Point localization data
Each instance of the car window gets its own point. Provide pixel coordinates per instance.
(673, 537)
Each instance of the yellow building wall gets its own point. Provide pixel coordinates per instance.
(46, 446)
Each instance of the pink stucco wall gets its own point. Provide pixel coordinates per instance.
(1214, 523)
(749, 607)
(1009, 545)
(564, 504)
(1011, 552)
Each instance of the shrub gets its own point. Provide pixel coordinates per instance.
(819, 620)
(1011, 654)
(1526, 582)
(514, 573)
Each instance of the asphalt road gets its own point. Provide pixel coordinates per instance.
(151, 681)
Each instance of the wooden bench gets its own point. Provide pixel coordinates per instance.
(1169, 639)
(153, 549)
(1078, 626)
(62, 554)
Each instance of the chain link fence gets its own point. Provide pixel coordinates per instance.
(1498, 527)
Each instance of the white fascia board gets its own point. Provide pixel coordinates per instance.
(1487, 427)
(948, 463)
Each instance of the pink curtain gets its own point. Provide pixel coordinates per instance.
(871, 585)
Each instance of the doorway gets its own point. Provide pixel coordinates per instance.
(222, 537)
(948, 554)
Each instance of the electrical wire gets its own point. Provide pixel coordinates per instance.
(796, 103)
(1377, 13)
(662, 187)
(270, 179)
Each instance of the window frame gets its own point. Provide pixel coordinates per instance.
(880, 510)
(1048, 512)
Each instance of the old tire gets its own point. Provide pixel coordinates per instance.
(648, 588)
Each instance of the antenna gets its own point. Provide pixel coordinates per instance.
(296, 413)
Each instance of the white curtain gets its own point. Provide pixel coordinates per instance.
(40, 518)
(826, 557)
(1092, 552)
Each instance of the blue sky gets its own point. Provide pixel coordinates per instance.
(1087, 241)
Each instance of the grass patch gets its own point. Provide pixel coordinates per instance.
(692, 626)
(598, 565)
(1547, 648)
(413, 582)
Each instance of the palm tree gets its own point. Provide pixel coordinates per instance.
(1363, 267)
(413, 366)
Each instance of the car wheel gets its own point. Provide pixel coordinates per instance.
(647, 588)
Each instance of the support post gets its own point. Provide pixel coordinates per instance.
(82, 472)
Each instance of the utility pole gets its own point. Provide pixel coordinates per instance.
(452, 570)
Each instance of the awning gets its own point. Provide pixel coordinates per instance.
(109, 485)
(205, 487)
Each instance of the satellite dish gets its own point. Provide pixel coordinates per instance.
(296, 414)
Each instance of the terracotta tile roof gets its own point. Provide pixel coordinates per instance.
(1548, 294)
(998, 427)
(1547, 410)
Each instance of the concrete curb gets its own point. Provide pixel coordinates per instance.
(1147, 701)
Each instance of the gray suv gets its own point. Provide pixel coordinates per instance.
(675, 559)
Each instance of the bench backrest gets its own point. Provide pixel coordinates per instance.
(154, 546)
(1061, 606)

▶ Directions for this task: Every line of the data should be output exactly as it was given.

▶ Solution to this problem:
Each instance of the car window gets its own point. Provide pixel coordinates per instance.
(673, 537)
Each instance of the yellow building wall gets its own point. Provide pixel coordinates per instance.
(46, 446)
Each instance of the pink stucco wall gets its own point. Provide pixel coordinates per instance.
(1214, 523)
(749, 607)
(1009, 545)
(564, 504)
(1011, 552)
Each instance of the shrub gets its own point. Provide pixel coordinates per instance.
(819, 620)
(1011, 654)
(1526, 582)
(514, 573)
Each instance of the asphalt road gets its own point. Provide pixel coordinates per instance.
(151, 681)
Each instance of the wooden bench gets its own point. Provide pixel coordinates per instance.
(1169, 639)
(153, 549)
(1078, 626)
(62, 554)
Each instance of the chain link fence gets its own point. Provide pixel coordinates per instance.
(1498, 527)
Each instance of the white fascia board gets its own point. Provide pixel coordinates per instance.
(1487, 427)
(948, 463)
Each instance of the pink curtain gets its own point. Provide pixel coordinates per instance.
(871, 585)
Each instance of the doorway gets its own point. Provide pixel coordinates per instance.
(222, 537)
(948, 554)
Each instance of the electrical wire gets its own point. Provide pixel coordinates per instance.
(796, 103)
(1377, 13)
(662, 187)
(270, 179)
Each instance of the window frame gets its own point. Provide pixel coordinates per instance.
(880, 510)
(1048, 512)
Each instance of the old tire gets its own point. Provide pixel coordinates per instance.
(648, 588)
Each instance of the antenna gets its own point. Provide pixel coordinates per instance.
(296, 413)
Each instance of the white curtain gets its own point. Provide pixel coordinates per instance.
(40, 518)
(826, 557)
(1092, 552)
Each instance of the blue sky gets its own point. Provide pixel coordinates per instance.
(1087, 241)
Each instance of the grass patch gets its own point. Provide pixel coordinates per instance.
(692, 626)
(598, 565)
(1547, 648)
(413, 582)
Each instance of the palm tree gets its own point. Provide pixel coordinates per instance.
(1363, 267)
(413, 366)
Each instance of the car wheel gets its own point. Provide pixel coordinates per instance.
(647, 588)
Each instance of the support post gets its own point. Provide pixel coordinates per instance.
(82, 472)
Each instance of the utility pole gets its own point. Provide pixel coordinates per instance.
(452, 570)
Each instance of the awning gets its own point. Provide pixel coordinates per instance.
(109, 485)
(205, 487)
Each instance of the satellite dish gets its own point. Provide pixel coordinates per instance.
(296, 414)
Each instance of the terracotta tile roof gets its own point. Provide pixel coordinates per instance.
(1548, 294)
(998, 427)
(1547, 410)
Each instance of the concrete curb gets its own point. Provide pixel coordinates per instance.
(1147, 701)
Each instance of the gray suv gets its own point. Provide pixel coordinates per instance.
(675, 559)
Each instance of the bench backrest gets its own point. Provide pixel coordinates per instance.
(154, 546)
(1061, 606)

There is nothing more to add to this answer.